■ **Tasks to perform**:
A. From the appellate opinion, reproduce the passage starting with "FRANKLIN MANAGEMENT REAL ESTATE FUND, INC., Defendant" and going on through "MANELLA, J.".
B. Summarize the appellate opinion in two sentences.
C. According to the appellate opinion, what wage did the respondent pay the appellant?

■ **Extract**:
- - -
California Court of Appeals, Second District, Fourth Division

December 31, 2013

JORGE L. VASQUEZ, Plaintiff and Appellant,
v.
FRANKLIN MANAGEMENT REAL ESTATE FUND, INC., Defendant and Respondent.

Pub. Order 12/31/13 (see end of opn.)

APPEAL from a judgment of the Superior Court of Los Angeles No. BC449064, Malcolm Mackey, Judge.

Employment Lawyers Group, Karl Gerber and Ann Guleser for Plaintiff and Appellant.

Kimball, Tirey & St. John, Karl P. Schlecht and Michaelene H. Kapson for Defendant and Respondent.

MANELLA, J.

Appellant Jorge L. Vasquez contends the trial court abused its discretion in sustaining respondent Franklin Management Real Estate Fund, Inc.’s demurrers to appellant’s claims for constructive discharge in violation of public policy and intentional infliction of emotional distress. The trial court found appellant’s allegation that respondent violated the Labor Code by assigning appellant tasks that required extensive use of his vehicle and refusing to reimburse him for mileage did not support either claim. The issue presented is whether the facts alleged supported claims for constructive discharge in violation of public policy or intentional infliction of emotional distress, or could be amended based on factual contentions made by appellant to state such causes of action. We agree with the trial court that appellant did not assert facts sufficient to support the intentional infliction of emotional distress claim. However, we conclude appellant should have been permitted leave to amend his claim of constructive discharge in violation of public policy and therefore reverse the judgment.

FACTUAL AND PROCEDURAL BACKGROUND

A. Original Complaint and Demurrer

Respondent employed appellant as a maintenance technician from May 2009 until August 2010. In November 2010, appellant brought suit against respondent. The complaint alleged that during appellant’s term of employment, respondent paid him a wage of $10 per hour for a 40-hour week. After the first month, appellant’s supervisors began instructing him to drive his own truck for work-related errands, such as going to the hardware store to buy items needed for apartments owned or managed by respondent. Appellant estimated that he thereafter drove a minimum of 30 miles per day running errands related to his employment. According to the complaint, appellant told his supervisors nearly every week that he could not afford to pay for the gasoline and vehicle maintenance, and he requested reimbursement. Despite his repeated requests, his supervisors continued to assign him tasks that required many miles of driving and consistently informed him he would not be reimbursed.
- - -
■ **Dataset rows**:
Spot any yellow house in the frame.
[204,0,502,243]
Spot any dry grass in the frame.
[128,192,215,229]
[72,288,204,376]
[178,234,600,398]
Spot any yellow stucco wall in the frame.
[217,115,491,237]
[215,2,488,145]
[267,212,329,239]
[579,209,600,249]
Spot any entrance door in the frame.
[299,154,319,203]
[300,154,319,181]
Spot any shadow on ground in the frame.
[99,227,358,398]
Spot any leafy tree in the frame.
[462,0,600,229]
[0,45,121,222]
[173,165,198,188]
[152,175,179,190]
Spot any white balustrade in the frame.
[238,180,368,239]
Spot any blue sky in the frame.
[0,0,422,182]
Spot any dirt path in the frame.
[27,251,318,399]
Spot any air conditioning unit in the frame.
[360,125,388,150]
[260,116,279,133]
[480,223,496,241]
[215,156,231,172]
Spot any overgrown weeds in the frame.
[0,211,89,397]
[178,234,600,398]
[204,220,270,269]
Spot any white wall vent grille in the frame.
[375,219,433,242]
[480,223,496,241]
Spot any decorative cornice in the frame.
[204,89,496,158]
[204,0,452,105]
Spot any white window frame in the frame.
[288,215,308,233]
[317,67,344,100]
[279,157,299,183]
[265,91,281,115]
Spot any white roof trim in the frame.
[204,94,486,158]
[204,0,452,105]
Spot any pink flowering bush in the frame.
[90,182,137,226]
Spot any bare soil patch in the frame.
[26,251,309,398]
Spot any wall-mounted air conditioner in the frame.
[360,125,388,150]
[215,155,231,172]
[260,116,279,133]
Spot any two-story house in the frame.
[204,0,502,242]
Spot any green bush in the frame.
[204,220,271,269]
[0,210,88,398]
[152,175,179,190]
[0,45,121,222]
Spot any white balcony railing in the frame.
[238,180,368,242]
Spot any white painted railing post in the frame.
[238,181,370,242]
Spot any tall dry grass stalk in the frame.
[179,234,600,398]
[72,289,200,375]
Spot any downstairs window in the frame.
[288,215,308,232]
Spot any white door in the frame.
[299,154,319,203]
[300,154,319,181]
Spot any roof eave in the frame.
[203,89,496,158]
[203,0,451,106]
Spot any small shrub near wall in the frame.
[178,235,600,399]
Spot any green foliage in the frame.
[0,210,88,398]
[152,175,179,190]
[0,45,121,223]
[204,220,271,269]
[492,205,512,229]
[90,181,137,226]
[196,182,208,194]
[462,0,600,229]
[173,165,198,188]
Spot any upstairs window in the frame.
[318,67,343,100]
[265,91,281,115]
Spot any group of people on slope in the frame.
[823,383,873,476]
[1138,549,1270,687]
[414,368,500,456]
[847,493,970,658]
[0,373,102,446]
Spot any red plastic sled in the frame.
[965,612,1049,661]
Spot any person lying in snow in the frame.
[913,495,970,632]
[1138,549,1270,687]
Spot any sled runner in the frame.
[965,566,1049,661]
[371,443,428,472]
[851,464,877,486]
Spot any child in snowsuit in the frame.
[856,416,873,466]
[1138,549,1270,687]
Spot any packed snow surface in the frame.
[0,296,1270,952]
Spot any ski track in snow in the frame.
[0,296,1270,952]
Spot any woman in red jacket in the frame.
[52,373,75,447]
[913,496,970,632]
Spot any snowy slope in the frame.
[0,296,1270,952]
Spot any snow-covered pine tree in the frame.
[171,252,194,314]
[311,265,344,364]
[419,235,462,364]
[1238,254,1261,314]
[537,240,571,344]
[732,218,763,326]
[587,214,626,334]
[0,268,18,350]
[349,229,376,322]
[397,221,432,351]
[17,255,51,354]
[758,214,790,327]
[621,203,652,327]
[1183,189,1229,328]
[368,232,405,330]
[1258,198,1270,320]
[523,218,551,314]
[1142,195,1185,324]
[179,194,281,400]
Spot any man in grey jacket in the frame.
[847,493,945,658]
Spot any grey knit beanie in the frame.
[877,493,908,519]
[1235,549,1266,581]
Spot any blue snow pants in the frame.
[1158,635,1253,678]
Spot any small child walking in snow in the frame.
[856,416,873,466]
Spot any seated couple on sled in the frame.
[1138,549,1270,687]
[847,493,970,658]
- - -
■ **Per-task outputs**:
A.
FRANKLIN MANAGEMENT REAL ESTATE FUND, INC., Defendant and Respondent.

Pub. Order 12/31/13 (see end of opn.)

APPEAL from a judgment of the Superior Court of Los Angeles No. BC449064, Malcolm Mackey, Judge.

Employment Lawyers Group, Karl Gerber and Ann Guleser for Plaintiff and Appellant.

Kimball, Tirey & St. John, Karl P. Schlecht and Michaelene H. Kapson for Defendant and Respondent.

MANELLA, J.

B. Jorge L. Vasquez, a maintenance technician for Franklin Management Real Estate Fund, Inc. from May 2009 until August 2010, alleged that his supervisors had him drive his own truck on work errands and repeatedly refused to reimburse him for mileage. The appeals court agreed with the trial court that he had not stated a claim for intentional infliction of emotional distress, but it held that he should have been allowed to amend his claim of constructive discharge in violation of public policy, so it reversed the judgment.

C. $10 per hour for a 40-hour week.